Why I Chose Data Science

SeemzQ
2 min readJan 7, 2021

After a decade of working in public health, I began to realize I needed more. I like a challenge and learning new skills. When I learned about data science, I was instantly intrigued because of all the new concepts and things I can do. One of them was data scrubbing. This is something you learn right away because it is one of the initial things you have to do to begin data analysis.

Data scrubbing is the process of cleaning data and getting it ready for analysis. The specific cleaning here involves getting rid of duplicate data, null values, bad formatted, and useless data, amongst others.

Python makes this process very easy with its programs like Pandas and Numpy. Below are examples from a Zilow dataset I worked on, looking at zipcodes from Charlotte, NC.

In place where you can create code, such as Jupyter Notebook, import the two programs:

>>> import pandas as pd

>>> import numpy as np

Then you want to load the data and view the columns.

Challenges ▸
(1) In the data scrubbing post, which two Python programs does the author import?
(2) Pick up the data scrubbing post after its final line and keep writing it.

Entries provided ▸
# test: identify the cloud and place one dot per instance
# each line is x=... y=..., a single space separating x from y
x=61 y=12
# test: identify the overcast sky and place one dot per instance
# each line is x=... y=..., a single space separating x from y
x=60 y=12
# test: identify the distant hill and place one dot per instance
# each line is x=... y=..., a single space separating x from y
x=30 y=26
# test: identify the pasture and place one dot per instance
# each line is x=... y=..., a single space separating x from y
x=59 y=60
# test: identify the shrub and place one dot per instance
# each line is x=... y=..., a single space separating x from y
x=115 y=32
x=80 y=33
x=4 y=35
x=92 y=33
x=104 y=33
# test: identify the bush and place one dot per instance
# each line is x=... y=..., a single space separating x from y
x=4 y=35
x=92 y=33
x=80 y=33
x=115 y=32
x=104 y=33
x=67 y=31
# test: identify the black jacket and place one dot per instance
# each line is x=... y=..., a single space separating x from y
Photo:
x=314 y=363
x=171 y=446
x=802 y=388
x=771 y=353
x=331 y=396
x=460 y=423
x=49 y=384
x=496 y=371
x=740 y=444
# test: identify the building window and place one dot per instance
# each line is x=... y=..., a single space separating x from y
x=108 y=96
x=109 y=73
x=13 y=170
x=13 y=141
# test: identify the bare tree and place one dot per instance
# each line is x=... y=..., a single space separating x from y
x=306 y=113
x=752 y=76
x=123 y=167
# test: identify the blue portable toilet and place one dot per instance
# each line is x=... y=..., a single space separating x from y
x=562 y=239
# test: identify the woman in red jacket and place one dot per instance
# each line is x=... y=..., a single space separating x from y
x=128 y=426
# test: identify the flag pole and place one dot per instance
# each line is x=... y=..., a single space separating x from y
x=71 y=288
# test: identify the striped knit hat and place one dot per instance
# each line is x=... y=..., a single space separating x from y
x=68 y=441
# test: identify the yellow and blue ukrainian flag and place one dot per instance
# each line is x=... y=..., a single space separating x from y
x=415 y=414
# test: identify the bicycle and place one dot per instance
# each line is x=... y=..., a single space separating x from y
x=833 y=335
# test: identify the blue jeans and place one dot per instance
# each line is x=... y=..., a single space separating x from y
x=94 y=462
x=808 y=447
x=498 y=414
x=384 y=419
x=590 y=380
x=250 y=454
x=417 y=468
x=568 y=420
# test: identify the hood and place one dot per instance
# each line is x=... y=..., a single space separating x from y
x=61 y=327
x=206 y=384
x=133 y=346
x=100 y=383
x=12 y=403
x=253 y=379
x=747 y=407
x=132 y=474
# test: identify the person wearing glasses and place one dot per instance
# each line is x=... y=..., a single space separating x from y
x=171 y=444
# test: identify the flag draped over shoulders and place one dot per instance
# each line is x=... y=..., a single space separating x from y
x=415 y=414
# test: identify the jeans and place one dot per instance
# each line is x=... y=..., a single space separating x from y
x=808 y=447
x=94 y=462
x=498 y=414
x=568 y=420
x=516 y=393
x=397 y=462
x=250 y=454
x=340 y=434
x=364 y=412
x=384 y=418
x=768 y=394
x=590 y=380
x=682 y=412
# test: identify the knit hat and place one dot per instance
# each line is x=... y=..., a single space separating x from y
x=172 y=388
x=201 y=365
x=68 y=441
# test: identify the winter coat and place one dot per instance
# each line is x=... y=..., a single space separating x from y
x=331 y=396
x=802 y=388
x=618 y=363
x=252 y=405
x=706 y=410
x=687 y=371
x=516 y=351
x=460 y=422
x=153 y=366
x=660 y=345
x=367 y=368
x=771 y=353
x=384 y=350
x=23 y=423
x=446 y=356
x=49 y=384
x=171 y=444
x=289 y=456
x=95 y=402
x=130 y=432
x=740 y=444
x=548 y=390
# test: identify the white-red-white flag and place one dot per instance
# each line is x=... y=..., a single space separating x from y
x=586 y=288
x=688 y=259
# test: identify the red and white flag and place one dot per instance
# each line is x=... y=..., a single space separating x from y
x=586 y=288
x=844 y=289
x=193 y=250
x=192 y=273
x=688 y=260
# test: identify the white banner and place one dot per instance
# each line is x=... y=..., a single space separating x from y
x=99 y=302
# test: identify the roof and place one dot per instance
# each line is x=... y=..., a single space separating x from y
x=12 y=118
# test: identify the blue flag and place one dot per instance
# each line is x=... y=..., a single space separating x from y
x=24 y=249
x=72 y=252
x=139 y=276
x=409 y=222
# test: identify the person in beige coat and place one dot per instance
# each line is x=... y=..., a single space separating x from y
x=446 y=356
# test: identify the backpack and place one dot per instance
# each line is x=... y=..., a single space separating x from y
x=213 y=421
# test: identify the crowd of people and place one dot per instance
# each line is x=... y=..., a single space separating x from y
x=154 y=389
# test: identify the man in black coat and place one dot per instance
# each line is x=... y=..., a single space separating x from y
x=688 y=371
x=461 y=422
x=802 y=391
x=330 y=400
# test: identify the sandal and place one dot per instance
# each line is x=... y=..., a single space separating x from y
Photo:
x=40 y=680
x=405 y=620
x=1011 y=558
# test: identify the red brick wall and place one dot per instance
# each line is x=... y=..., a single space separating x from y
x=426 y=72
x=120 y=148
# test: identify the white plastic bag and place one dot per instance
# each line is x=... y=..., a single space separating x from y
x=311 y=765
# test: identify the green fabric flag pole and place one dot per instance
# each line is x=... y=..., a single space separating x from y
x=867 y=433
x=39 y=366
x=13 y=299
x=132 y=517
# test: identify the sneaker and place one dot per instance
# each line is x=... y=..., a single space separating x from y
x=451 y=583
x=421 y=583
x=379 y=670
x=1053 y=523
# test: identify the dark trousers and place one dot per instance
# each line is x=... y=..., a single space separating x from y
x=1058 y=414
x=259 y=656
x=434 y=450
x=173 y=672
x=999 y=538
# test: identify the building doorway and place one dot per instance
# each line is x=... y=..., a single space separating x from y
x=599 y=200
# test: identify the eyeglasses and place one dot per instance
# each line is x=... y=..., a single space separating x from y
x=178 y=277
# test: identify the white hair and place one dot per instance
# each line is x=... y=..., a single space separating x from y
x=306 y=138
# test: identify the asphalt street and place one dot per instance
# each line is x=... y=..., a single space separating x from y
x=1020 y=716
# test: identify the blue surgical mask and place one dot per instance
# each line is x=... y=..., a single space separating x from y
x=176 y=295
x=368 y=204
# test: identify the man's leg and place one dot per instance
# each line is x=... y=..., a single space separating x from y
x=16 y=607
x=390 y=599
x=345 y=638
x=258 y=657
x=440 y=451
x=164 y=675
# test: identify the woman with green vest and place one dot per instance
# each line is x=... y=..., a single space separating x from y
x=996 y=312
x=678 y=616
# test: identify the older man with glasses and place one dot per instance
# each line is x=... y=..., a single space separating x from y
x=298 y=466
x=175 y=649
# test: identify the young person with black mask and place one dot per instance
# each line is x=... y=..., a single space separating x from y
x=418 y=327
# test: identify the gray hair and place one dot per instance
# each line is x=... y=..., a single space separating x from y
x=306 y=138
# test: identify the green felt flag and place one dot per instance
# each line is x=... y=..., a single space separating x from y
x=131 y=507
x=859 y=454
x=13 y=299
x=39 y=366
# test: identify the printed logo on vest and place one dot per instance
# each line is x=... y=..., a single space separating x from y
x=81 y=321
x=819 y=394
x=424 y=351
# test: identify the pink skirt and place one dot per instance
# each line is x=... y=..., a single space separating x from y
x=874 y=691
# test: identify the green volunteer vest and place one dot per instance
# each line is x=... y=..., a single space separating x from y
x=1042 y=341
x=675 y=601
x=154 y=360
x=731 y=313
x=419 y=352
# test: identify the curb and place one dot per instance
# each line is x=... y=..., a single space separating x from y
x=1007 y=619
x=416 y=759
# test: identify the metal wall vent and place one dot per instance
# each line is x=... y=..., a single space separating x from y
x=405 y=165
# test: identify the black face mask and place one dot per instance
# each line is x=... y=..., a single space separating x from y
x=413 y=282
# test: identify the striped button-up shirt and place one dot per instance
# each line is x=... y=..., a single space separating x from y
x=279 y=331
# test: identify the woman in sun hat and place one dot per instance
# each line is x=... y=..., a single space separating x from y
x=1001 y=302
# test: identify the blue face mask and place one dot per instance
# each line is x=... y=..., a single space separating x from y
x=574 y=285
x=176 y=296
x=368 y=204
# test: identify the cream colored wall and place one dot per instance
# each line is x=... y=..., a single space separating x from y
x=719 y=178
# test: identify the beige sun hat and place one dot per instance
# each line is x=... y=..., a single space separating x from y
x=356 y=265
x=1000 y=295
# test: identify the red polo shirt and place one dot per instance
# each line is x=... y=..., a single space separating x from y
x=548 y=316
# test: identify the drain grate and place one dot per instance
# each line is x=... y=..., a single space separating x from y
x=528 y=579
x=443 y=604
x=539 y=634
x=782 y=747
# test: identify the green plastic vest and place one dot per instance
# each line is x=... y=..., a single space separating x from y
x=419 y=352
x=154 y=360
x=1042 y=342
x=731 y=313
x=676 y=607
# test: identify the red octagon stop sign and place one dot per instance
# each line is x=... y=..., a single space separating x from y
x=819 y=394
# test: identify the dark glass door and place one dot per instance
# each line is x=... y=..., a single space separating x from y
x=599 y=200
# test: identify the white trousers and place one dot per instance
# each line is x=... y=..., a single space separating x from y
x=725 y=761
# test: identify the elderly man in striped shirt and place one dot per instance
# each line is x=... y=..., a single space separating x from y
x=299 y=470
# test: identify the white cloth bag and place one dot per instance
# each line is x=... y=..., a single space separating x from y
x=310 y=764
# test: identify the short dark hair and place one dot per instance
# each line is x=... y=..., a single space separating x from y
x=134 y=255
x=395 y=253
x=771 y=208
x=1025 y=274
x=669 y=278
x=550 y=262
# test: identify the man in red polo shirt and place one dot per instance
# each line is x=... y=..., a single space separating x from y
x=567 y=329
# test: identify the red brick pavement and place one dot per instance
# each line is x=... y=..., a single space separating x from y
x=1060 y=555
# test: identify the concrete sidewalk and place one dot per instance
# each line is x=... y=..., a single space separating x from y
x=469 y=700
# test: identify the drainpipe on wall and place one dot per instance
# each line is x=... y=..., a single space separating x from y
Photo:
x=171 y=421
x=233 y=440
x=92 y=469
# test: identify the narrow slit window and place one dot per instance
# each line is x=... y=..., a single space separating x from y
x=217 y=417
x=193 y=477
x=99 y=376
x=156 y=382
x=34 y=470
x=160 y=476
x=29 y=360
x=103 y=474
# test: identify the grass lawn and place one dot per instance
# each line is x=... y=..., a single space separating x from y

Responses to the exercise ▸
(1) Pandas and Numpy.

(2)
df = pd.read_csv(“zillow_data.csv”)

df.head()

Since I am looking at Charlotte, NC, I will focus in on that by typing:

df = df.loc[df[‘City’] == ‘Charlotte’]

df.head()

I also dropped other columns that I did not find relevant to my analysis:

df.drop(‘RegionID’, axis=1, inplace=True)

df.drop(‘ROI’, axis=1, inplace=True)

df.drop(‘std’, axis=1, inplace=True)

df.drop(‘mean’, axis=1, inplace=True)

df.drop(‘Risk’, axis=1, inplace=True)

df

These are a few examples of data scrubbing. As you can see, dropping unnecessary features will make your analysis go more smoothly.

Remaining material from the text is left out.